DOCUMENT EXTRACT ▸

=== Begin Enclosure ===

“Hearts and Minds” Exhibition

Carriage Trade

poster for “Hearts and Minds” Exhibition
[Image: Marina Pinsky "Woman and Child 11" (2016) Archival inkjet print on fiber paper, 11 3/4 × 15 1/2 in. Courtesy of the artist and C L E A R I N G, Brussels. ]

This event has ended.

So we must be ready to fight in Vietnam, but the ultimate victory will depend upon the hearts and the minds of the people who actually live out there.
-Lyndon B. Johnson
Remarks at a Dinner Meeting of the Texas Electric Cooperatives, Inc., May 4, 1965

The dreams of men, the seed of commonwealth, the germs of empires.
-Joseph Conrad
Heart of Darkness, 1899

Civilization and barbarism are never far apart. As the spoils from subjugating distant countries fill closets, living rooms, and dinner tables, citizens of the empire are encouraged to witness the “improvements” offered by their way of life bestowed upon the many invisible hands responsible for producing it. Employing the tools of public relations to invert standard meanings into their opposites (slavery = freedom, war = peace) the minds of those at home are massaged while villages abroad undergo “pacification”.

=== End Enclosure ===

Collected data:
=== Begin Enclosure ===

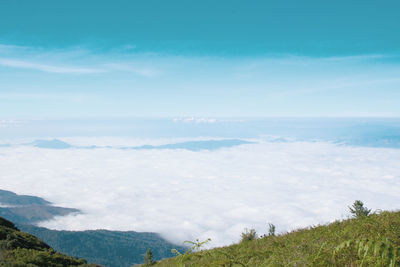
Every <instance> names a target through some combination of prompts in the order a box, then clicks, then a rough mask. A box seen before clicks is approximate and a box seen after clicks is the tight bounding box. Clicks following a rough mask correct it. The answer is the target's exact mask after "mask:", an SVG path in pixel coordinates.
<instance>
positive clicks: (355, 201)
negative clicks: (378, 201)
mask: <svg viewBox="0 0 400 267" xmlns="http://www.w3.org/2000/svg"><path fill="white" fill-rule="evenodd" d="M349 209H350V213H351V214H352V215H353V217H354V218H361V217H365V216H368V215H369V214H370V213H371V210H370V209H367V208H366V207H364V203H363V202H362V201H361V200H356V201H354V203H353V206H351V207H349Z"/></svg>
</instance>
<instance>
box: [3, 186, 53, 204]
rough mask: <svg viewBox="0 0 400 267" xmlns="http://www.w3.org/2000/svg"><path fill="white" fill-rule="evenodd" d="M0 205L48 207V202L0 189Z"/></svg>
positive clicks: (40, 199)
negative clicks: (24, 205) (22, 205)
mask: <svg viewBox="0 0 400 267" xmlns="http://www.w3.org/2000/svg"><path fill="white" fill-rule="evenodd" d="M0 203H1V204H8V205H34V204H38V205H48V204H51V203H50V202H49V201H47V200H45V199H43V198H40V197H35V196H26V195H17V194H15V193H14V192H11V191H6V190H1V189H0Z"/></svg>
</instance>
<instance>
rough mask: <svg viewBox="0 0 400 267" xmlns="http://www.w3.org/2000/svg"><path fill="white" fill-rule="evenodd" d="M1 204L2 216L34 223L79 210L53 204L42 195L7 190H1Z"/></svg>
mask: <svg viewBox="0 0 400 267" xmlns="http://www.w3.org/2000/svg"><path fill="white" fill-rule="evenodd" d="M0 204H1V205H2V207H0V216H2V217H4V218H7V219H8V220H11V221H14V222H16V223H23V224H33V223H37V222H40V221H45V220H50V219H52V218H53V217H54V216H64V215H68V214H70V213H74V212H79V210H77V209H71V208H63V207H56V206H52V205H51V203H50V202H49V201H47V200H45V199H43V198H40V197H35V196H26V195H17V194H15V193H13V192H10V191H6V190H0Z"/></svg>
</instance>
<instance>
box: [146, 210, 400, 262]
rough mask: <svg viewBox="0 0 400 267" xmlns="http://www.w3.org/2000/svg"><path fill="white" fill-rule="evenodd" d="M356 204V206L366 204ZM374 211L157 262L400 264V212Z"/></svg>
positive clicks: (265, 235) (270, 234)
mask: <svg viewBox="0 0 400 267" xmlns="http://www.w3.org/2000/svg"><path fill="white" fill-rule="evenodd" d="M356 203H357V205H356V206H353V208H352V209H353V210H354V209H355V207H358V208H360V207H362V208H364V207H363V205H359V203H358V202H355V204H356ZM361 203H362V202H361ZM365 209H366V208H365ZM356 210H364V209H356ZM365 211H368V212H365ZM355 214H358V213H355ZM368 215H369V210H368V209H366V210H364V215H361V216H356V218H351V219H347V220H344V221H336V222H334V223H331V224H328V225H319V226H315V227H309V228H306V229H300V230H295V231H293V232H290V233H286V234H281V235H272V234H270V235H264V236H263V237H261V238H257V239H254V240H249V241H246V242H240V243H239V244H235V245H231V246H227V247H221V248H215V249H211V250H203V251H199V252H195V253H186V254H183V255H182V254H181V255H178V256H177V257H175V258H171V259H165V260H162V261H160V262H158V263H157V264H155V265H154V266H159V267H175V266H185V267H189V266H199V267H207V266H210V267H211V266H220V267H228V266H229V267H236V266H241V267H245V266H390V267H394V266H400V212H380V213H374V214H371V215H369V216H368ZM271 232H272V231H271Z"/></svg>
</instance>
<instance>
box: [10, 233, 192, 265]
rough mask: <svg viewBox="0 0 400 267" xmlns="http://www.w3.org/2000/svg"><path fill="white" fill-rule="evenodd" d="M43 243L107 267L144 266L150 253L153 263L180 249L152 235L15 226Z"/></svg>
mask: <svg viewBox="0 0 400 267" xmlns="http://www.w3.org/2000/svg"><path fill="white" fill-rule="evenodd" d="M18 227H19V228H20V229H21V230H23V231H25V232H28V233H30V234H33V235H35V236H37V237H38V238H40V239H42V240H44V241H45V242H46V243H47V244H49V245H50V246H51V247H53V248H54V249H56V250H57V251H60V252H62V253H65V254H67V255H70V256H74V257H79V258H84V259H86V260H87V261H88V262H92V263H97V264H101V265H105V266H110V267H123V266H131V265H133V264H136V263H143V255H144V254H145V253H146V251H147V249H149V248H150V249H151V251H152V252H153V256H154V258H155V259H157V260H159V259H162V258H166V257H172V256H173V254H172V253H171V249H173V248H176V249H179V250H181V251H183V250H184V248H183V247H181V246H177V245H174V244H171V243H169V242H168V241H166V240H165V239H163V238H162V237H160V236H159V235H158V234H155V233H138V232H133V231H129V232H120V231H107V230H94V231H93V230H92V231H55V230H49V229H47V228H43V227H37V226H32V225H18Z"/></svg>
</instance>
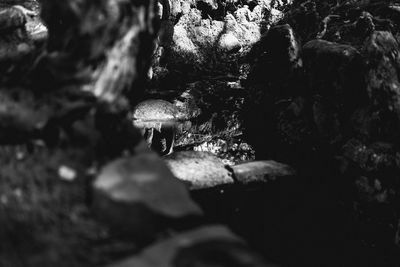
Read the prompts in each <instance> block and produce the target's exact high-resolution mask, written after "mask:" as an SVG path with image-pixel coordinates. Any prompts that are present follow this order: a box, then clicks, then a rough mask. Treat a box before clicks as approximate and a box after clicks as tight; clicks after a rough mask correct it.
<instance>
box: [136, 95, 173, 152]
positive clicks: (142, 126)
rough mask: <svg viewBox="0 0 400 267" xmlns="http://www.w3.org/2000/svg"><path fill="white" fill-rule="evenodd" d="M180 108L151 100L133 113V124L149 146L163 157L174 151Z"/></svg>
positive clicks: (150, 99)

=== End Enclosure ===
=== Begin Enclosure ===

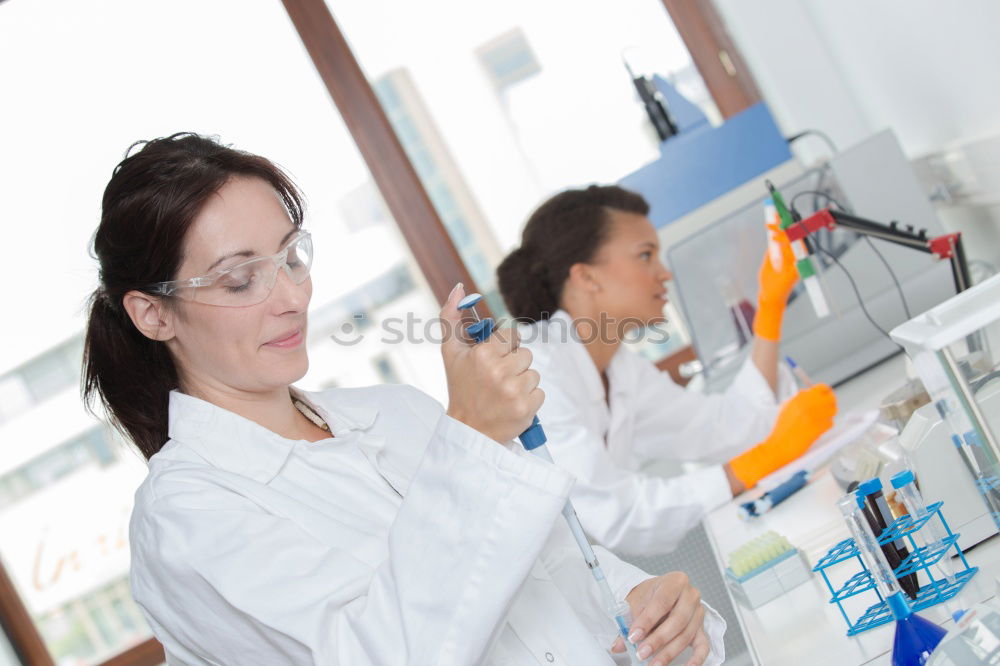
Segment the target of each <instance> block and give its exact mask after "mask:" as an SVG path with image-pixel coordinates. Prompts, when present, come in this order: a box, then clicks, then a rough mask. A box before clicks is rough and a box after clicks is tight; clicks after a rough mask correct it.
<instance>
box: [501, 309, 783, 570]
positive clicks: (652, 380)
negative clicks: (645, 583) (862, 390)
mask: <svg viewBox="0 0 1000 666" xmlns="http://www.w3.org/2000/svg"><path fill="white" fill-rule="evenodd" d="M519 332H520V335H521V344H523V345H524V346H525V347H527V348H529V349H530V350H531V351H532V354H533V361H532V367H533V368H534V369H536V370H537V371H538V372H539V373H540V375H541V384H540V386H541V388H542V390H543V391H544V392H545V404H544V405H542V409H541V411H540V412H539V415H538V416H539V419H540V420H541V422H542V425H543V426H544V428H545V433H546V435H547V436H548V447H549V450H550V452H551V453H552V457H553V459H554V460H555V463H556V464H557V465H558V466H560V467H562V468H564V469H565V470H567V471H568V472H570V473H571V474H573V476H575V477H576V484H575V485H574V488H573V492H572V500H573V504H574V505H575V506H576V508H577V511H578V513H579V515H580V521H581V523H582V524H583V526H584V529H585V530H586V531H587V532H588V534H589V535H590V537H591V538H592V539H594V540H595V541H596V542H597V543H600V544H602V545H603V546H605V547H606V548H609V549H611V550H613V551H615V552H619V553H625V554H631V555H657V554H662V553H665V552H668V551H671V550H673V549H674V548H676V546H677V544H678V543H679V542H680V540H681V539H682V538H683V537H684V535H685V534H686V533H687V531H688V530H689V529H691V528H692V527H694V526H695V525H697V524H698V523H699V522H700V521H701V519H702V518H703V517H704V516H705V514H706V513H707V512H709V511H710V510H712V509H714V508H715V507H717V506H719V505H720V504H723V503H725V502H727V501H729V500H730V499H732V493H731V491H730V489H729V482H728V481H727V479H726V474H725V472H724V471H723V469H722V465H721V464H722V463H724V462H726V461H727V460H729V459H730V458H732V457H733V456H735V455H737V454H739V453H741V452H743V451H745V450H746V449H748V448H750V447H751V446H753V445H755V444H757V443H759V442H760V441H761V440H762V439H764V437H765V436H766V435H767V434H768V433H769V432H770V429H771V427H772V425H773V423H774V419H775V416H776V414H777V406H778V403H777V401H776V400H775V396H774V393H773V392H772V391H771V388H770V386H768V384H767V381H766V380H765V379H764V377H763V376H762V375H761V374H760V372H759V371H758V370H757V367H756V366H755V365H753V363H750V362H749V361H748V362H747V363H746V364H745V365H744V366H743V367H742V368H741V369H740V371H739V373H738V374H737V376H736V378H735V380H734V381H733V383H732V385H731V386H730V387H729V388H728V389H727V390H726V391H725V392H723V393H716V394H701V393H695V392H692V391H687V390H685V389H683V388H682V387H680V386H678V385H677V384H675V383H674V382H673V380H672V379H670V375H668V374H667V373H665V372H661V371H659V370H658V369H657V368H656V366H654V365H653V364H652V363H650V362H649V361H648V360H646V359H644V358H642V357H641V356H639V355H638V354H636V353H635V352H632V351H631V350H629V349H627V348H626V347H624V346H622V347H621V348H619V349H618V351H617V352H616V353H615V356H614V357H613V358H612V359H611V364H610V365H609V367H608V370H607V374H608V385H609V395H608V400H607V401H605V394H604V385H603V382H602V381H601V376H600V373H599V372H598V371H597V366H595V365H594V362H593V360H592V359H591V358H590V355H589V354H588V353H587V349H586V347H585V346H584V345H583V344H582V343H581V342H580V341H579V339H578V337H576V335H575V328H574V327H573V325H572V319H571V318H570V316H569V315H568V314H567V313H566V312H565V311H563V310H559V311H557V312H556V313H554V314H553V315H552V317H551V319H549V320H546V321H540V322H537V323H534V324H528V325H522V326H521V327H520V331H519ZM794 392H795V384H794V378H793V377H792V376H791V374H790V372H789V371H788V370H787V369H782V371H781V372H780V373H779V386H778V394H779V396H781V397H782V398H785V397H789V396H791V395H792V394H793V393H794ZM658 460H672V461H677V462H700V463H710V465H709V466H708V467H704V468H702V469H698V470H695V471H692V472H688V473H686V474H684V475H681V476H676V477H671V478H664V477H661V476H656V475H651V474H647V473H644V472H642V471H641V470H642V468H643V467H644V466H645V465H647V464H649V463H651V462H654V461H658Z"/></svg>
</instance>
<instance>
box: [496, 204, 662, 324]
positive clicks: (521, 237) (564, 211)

=== End Enclosure ===
=== Begin Enclosure ===

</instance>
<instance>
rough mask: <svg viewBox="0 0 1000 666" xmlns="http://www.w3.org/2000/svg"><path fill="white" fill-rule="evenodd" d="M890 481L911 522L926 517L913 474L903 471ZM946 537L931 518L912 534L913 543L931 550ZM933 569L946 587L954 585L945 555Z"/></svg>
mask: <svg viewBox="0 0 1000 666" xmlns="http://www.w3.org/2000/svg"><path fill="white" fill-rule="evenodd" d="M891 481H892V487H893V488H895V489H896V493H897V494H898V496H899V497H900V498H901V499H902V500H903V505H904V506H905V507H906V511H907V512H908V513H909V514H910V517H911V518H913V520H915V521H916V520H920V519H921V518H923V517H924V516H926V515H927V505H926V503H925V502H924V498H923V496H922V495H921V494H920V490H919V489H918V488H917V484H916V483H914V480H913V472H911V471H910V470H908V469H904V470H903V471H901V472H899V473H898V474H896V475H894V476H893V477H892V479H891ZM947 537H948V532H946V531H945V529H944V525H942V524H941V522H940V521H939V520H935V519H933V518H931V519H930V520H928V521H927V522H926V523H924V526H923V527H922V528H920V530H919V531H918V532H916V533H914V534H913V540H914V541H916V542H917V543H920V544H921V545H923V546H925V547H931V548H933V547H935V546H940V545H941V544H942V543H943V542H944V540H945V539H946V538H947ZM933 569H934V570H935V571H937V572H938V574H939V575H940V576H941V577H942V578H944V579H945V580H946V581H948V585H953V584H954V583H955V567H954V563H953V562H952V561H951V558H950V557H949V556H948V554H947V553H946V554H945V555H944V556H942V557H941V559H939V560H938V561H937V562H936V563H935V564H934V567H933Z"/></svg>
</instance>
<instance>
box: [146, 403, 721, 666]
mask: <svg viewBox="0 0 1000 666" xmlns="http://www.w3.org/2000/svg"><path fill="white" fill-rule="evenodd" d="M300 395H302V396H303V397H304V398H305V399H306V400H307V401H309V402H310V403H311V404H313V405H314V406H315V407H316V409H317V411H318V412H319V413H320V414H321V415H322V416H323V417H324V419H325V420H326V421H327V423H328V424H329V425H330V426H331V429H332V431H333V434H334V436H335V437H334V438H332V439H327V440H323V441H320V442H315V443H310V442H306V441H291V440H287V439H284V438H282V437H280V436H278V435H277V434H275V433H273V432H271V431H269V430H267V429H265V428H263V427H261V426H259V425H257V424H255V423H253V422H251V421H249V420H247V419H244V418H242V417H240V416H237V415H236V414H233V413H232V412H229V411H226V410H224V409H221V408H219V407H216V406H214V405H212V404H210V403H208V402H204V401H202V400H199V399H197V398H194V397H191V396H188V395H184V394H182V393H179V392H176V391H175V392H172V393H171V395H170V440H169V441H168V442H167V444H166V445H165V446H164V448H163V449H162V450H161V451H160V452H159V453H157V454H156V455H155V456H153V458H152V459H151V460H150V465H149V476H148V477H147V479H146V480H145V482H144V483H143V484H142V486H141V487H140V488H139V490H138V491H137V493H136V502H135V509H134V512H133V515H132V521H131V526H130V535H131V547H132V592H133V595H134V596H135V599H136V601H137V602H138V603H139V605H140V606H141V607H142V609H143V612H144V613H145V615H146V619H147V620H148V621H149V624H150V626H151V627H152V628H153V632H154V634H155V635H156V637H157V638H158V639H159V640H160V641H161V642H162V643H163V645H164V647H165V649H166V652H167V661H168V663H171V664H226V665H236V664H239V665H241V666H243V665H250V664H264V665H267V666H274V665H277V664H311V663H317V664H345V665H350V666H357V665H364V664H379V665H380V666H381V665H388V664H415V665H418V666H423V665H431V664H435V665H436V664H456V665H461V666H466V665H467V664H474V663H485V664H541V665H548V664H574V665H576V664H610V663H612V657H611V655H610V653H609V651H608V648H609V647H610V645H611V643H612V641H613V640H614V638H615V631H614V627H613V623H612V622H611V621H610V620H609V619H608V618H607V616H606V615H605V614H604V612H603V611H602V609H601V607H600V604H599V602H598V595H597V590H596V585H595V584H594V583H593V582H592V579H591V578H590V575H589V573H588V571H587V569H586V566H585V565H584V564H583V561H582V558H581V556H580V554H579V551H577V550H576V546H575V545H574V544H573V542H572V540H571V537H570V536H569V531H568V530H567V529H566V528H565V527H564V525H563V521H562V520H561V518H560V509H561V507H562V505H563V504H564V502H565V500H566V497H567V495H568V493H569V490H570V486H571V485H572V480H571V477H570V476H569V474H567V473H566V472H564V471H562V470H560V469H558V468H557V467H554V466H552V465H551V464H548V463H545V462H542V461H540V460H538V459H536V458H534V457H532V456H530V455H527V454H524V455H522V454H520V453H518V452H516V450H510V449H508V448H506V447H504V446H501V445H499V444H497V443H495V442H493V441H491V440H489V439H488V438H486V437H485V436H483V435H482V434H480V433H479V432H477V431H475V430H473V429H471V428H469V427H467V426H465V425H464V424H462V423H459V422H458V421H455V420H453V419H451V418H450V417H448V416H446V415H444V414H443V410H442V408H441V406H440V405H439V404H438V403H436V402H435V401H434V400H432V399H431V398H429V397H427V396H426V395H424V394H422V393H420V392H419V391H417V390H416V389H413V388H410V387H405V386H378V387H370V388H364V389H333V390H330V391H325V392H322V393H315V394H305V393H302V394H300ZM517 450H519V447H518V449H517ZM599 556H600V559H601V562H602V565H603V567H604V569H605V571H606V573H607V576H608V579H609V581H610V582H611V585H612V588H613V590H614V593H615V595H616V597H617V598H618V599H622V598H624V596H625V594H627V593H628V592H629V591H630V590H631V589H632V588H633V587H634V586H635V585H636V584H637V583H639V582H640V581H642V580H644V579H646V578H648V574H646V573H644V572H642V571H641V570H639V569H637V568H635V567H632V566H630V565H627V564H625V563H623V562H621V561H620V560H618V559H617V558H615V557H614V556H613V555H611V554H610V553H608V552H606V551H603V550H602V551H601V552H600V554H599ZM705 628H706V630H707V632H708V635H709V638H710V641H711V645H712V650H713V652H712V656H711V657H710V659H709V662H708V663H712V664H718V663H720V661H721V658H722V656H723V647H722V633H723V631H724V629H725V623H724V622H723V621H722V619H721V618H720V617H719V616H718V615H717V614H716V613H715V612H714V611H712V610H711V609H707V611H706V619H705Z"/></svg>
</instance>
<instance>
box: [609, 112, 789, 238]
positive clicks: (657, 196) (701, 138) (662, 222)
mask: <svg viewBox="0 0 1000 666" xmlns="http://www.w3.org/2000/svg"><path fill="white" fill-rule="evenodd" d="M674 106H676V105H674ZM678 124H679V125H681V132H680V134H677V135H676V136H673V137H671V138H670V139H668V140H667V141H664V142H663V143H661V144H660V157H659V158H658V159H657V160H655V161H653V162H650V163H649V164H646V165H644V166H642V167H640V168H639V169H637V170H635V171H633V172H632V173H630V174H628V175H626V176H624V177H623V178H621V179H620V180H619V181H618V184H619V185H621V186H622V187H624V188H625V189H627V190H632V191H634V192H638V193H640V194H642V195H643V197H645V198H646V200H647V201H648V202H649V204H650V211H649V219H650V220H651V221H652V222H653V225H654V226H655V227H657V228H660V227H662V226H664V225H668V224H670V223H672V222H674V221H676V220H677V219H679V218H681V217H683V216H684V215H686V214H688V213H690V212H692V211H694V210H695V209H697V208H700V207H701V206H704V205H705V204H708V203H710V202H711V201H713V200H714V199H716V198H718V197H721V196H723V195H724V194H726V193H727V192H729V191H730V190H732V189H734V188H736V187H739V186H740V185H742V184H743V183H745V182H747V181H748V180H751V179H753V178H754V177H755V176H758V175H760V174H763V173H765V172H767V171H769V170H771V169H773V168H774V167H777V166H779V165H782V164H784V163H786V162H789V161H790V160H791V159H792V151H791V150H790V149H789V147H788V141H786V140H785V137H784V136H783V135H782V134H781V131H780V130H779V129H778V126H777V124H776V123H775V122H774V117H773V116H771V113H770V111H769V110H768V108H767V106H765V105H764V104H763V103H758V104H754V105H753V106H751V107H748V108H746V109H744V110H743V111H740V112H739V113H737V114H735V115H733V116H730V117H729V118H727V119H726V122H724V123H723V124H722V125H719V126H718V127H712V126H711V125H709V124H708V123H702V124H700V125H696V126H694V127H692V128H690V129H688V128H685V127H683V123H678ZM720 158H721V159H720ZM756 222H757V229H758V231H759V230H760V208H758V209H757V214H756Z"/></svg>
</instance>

=== End Enclosure ===

TASKS TO PERFORM ▸
**1.** According to the exhibition text, at what event did Lyndon B. Johnson make the quoted remarks?
**2.** Transcribe the exhibition text word for word, everything from "This event has" down to "germs of empires.".

ANSWERS TO THE EXERCISE ▸
**1.** He made them at a Dinner Meeting of the Texas Electric Cooperatives, Inc., on May 4, 1965.

**2.**
This event has ended.

So we must be ready to fight in Vietnam, but the ultimate victory will depend upon the hearts and the minds of the people who actually live out there.
-Lyndon B. Johnson
Remarks at a Dinner Meeting of the Texas Electric Cooperatives, Inc., May 4, 1965

The dreams of men, the seed of commonwealth, the germs of empires.